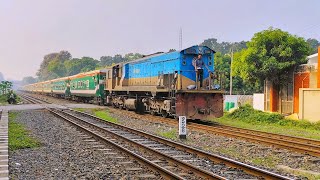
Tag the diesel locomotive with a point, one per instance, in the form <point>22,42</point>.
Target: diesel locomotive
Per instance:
<point>160,84</point>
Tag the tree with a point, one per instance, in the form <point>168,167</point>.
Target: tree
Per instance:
<point>28,80</point>
<point>1,77</point>
<point>105,60</point>
<point>271,55</point>
<point>52,65</point>
<point>314,44</point>
<point>5,86</point>
<point>77,65</point>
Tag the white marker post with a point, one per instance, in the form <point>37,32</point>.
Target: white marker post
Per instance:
<point>182,127</point>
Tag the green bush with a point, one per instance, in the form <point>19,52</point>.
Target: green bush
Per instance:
<point>246,113</point>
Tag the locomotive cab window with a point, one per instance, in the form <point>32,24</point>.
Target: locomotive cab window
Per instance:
<point>184,62</point>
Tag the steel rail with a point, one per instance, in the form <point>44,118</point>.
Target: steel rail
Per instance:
<point>164,172</point>
<point>186,166</point>
<point>309,147</point>
<point>213,157</point>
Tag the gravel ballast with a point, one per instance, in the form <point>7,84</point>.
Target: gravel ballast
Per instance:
<point>63,153</point>
<point>273,159</point>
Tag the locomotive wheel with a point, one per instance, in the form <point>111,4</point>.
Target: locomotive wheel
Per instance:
<point>153,112</point>
<point>164,113</point>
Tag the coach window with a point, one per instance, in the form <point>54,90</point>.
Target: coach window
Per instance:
<point>209,60</point>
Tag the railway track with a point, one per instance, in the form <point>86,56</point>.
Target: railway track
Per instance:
<point>175,160</point>
<point>296,144</point>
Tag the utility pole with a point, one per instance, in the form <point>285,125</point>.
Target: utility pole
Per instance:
<point>180,39</point>
<point>231,70</point>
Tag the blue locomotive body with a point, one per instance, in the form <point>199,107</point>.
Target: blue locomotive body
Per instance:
<point>166,84</point>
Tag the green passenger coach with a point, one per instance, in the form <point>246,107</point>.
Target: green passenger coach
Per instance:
<point>88,86</point>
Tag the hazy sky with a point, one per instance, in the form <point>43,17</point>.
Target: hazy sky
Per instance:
<point>30,29</point>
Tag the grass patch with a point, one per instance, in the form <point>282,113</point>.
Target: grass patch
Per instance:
<point>171,134</point>
<point>80,109</point>
<point>268,161</point>
<point>104,114</point>
<point>247,117</point>
<point>19,137</point>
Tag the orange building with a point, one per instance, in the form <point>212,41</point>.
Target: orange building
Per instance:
<point>287,100</point>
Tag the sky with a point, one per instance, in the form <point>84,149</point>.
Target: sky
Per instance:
<point>31,29</point>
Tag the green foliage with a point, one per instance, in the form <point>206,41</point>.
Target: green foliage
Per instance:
<point>75,66</point>
<point>3,99</point>
<point>247,114</point>
<point>5,87</point>
<point>314,44</point>
<point>271,54</point>
<point>28,80</point>
<point>52,65</point>
<point>19,137</point>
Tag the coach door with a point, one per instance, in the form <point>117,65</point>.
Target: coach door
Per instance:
<point>116,76</point>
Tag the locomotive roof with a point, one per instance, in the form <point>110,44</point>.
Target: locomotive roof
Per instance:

· · · · ·

(What is needed)
Reproduce all the entries above verbatim, leaving out the pictures.

(Response)
Tag the diesel locomotive with a point, one per instance, in the form <point>22,42</point>.
Target: diesel locomotive
Per instance:
<point>160,84</point>
Tag the tree with a point, one per instance, in the form <point>168,167</point>.
Target: tree
Per instance:
<point>28,80</point>
<point>1,77</point>
<point>105,60</point>
<point>271,55</point>
<point>52,65</point>
<point>314,44</point>
<point>5,86</point>
<point>77,65</point>
Tag the white marker post with a point, one per instance, in the form <point>37,32</point>.
Target: white marker post
Per instance:
<point>182,127</point>
Tag the green bush with a point, one per instance, in the form <point>19,52</point>.
Target: green bush
Per instance:
<point>246,113</point>
Tag the locomotive cab window with a point, one per instance, in the form <point>32,24</point>.
Target: locomotive cab window
Per instance:
<point>184,62</point>
Tag the steel rail with a point, one per instance, in the form <point>44,118</point>.
Target: steel rail
Per instance:
<point>164,172</point>
<point>186,166</point>
<point>309,147</point>
<point>213,157</point>
Tag the gravel ballast with a point, one per instance, in the form <point>7,84</point>.
Target: gravel ballast
Per instance:
<point>63,153</point>
<point>273,159</point>
Tag the locomotive wheel with a point, one per instance, in the form <point>111,4</point>.
Target: locomotive wheel
Per instance:
<point>153,112</point>
<point>164,113</point>
Tag the coach window with a point, one per instance, in the form <point>54,90</point>.
Target: coach window
Per instance:
<point>209,60</point>
Tag the railway track with a point, one per instance, in the form <point>86,56</point>.
Target: railway track
Per instance:
<point>175,160</point>
<point>296,144</point>
Tag the utility pole with a point, one per instance, in the form <point>285,125</point>.
Target: utility pole
Per instance:
<point>180,39</point>
<point>231,70</point>
Tag the blue locomotive body with a point, one per instance, in the form <point>199,107</point>.
Target: blue locomotive body
Per instance:
<point>166,84</point>
Tag the green passenger coach with a point, one per instance, in the form <point>246,107</point>.
Target: green passenger coach
Per instance:
<point>88,86</point>
Tag the hazy sky with a point, one per instance, in the form <point>43,17</point>.
Target: hazy sky
Per instance:
<point>30,29</point>
Tag the grass patch with a point, one per instance, in the form <point>282,113</point>.
Target: grass patch
Per instance:
<point>171,134</point>
<point>80,109</point>
<point>268,161</point>
<point>104,114</point>
<point>247,117</point>
<point>19,137</point>
Tag the orange building with a point, one per instance, in the form <point>212,41</point>.
Target: orange building
Per instance:
<point>287,100</point>
Tag the sky with a point, one per instance, in the form <point>84,149</point>.
Target: sky
Per instance:
<point>31,29</point>
Tag the green foliage with a point, one per instance, in the form <point>206,41</point>.
Target: green foliage
Per instance:
<point>75,66</point>
<point>3,99</point>
<point>247,114</point>
<point>5,87</point>
<point>314,44</point>
<point>271,54</point>
<point>28,80</point>
<point>52,65</point>
<point>19,137</point>
Tag the coach door with a point, one per instance, in the form <point>117,65</point>.
Target: coach door
Per instance:
<point>116,76</point>
Tag the locomotive roof with a point, one per instance, in the form <point>110,44</point>.
Target: locomotive roof
Per instance:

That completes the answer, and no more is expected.